* _PROBLEM TO SOLVE_
Reproduce the closing run of lines below verbatim, from the line that contains "Exercise. Locate the stucco" up to and including the final line.

* _DATASET EXTRACT_
- Opening Delimiter -

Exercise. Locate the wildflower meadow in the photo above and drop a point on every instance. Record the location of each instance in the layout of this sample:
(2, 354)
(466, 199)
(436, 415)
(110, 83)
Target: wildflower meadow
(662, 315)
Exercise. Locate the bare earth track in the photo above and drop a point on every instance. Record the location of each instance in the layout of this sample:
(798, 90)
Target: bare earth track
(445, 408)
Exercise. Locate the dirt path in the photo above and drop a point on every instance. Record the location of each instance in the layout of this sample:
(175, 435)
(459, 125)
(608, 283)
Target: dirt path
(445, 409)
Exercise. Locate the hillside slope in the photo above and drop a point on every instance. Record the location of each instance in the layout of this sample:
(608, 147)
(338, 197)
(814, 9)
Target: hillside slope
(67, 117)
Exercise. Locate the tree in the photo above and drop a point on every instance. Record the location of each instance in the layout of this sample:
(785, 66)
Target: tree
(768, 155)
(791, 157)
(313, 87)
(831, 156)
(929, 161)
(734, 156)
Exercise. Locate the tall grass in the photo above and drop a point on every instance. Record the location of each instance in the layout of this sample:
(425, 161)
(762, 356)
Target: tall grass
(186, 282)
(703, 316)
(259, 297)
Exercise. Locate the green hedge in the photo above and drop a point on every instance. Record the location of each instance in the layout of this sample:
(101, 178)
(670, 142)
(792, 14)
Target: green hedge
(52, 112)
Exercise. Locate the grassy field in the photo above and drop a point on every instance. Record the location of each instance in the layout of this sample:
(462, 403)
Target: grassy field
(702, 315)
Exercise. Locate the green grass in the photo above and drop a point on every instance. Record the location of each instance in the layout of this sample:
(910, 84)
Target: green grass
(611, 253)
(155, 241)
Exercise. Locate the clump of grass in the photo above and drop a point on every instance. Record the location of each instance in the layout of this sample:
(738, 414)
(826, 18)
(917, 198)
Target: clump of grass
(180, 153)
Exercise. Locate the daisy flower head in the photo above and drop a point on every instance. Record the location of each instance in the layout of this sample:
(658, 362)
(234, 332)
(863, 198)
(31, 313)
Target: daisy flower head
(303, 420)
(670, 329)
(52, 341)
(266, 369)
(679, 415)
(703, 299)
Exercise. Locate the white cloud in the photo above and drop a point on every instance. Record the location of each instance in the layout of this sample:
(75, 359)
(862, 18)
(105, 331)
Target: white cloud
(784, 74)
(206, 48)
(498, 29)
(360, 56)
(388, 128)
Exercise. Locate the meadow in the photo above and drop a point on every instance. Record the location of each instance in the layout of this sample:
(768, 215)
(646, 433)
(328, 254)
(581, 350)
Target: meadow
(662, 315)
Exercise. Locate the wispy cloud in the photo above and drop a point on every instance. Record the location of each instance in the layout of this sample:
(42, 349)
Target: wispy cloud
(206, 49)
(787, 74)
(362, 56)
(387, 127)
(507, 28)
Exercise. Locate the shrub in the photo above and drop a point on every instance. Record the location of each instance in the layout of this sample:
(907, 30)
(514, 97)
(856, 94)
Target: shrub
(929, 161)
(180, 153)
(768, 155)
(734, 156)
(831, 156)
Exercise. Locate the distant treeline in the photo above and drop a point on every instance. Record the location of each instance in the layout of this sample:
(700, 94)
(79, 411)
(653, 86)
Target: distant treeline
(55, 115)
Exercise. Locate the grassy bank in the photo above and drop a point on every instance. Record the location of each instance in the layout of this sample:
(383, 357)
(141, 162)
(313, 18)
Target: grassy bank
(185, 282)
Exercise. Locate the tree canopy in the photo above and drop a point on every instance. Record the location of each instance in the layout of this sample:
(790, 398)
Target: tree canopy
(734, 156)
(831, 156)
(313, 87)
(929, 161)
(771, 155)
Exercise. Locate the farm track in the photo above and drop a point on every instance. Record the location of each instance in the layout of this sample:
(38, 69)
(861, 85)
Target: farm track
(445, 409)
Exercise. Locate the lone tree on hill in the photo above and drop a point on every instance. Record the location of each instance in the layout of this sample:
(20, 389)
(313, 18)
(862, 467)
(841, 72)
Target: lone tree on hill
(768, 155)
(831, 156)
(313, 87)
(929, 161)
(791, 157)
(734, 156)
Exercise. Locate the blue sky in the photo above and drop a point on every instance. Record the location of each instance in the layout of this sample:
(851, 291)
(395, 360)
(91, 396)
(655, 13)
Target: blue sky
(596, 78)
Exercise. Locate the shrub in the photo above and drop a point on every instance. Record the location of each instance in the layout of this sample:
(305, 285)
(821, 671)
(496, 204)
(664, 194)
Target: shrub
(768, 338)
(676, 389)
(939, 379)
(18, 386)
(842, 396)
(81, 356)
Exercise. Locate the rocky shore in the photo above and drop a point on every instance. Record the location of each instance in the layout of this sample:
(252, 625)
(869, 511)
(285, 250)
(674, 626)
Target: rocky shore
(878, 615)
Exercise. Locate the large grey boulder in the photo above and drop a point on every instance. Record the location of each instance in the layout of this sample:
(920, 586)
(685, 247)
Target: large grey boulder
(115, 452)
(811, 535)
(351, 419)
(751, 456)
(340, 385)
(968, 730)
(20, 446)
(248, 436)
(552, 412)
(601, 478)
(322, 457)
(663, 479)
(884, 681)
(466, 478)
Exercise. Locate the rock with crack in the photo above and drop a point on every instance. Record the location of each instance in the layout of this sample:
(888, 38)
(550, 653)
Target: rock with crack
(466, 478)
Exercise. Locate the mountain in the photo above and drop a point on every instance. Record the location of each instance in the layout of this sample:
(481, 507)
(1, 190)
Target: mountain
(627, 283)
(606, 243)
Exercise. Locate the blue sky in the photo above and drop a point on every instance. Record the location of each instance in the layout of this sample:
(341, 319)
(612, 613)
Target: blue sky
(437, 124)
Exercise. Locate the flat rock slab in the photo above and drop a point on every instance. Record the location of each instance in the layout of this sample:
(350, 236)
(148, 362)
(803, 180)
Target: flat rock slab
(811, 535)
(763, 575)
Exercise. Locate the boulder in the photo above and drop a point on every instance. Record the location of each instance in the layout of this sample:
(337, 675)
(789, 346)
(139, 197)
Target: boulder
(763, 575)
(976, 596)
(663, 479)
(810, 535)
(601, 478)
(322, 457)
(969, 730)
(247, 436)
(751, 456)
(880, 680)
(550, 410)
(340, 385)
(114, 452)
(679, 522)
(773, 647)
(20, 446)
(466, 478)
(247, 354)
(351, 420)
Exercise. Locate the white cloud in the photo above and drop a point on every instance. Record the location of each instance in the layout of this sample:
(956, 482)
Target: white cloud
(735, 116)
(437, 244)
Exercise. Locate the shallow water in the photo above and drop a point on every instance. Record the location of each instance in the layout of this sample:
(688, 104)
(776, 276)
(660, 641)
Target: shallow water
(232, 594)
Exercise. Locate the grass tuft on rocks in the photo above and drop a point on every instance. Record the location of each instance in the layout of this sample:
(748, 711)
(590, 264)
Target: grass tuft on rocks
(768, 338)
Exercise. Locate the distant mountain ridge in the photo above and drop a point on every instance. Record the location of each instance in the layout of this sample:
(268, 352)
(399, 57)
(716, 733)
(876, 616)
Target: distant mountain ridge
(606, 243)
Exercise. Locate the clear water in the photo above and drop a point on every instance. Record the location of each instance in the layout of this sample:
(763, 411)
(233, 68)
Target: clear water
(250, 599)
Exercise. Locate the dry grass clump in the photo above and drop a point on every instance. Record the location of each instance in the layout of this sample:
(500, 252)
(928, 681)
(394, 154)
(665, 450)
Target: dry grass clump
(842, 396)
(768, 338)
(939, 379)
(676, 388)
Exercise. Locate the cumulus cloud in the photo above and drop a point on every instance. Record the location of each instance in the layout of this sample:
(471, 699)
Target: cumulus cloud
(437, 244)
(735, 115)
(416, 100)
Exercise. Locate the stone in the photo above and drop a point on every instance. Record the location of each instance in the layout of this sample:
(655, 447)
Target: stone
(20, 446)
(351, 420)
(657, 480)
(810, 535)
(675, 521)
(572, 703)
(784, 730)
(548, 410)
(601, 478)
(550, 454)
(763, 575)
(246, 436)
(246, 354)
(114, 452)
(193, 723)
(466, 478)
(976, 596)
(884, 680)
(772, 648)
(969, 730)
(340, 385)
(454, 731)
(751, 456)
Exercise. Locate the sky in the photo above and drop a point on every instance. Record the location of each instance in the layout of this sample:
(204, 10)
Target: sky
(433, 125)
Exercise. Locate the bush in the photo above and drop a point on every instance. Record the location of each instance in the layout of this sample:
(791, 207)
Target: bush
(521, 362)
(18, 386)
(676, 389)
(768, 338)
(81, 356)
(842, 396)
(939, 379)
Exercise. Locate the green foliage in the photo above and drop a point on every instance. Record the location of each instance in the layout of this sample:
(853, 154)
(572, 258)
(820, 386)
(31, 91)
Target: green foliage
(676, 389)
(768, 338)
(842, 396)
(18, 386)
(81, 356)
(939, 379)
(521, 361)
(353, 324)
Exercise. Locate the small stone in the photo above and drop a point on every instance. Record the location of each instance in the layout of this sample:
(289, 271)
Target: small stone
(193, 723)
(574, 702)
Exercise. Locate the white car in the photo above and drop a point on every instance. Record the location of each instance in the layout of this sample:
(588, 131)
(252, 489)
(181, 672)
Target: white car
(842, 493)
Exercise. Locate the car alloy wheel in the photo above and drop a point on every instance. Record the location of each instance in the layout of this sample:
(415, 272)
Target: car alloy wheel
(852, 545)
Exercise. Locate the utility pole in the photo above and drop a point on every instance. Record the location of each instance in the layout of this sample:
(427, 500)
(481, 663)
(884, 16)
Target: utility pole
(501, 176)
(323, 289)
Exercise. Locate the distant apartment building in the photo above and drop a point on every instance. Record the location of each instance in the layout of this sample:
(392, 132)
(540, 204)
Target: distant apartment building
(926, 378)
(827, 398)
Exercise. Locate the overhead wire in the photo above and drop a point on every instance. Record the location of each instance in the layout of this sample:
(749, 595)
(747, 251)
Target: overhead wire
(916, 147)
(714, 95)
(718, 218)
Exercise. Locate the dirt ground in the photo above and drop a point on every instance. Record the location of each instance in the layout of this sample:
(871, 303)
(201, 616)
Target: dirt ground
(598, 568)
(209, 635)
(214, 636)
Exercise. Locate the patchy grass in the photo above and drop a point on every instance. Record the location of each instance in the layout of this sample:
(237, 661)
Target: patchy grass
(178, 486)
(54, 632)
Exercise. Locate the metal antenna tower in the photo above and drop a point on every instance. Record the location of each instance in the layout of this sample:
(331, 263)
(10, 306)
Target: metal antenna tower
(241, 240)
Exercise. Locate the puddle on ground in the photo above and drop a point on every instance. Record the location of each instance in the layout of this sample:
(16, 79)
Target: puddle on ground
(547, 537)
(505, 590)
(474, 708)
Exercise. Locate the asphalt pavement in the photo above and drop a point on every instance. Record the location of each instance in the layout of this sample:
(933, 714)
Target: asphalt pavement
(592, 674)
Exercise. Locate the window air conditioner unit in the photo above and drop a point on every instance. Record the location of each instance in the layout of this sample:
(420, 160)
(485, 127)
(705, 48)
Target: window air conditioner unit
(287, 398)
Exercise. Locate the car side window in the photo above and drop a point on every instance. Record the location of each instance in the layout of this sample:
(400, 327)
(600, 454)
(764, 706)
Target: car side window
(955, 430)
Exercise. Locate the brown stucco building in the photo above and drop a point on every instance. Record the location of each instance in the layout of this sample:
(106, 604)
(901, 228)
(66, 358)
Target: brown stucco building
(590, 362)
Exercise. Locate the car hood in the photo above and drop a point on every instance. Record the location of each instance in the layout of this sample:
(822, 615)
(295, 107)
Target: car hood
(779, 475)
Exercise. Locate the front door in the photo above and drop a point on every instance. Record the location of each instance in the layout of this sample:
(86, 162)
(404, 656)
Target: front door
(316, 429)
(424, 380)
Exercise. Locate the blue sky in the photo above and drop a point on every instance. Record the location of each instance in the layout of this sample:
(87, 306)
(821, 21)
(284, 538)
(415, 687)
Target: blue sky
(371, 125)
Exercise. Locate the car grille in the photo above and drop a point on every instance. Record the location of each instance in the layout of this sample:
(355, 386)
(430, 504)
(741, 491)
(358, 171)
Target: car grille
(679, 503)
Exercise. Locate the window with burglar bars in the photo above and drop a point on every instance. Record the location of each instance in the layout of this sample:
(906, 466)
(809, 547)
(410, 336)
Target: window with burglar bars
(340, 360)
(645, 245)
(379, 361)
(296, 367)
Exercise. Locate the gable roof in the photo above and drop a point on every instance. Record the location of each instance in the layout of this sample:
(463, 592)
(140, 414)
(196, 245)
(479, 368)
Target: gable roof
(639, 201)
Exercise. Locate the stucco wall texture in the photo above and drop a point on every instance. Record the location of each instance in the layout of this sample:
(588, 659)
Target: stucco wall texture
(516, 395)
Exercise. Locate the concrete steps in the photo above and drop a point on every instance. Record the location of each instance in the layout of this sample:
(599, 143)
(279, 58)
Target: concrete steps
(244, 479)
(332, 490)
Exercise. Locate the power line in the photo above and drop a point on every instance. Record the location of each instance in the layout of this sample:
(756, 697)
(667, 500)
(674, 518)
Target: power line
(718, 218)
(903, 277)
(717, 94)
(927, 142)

- Closing Delimiter -

* _EXERCISE RESULT_
Exercise. Locate the stucco wall texture in the photo above and drop a point on every instance. Record the location of each instance in the layout of this sample:
(588, 659)
Target: stucco wall texture
(516, 395)
Exercise. Locate the concrete steps in the photo above and drop a point on every instance. Record the location of each instance in the layout of this sample:
(599, 143)
(279, 58)
Target: concrete steps
(244, 479)
(332, 490)
Exercise. Locate the power line in the photo above and drop a point on every instance. Record the location of each instance in the layout of this sample:
(756, 697)
(667, 500)
(674, 518)
Target: power line
(718, 218)
(903, 277)
(717, 94)
(927, 142)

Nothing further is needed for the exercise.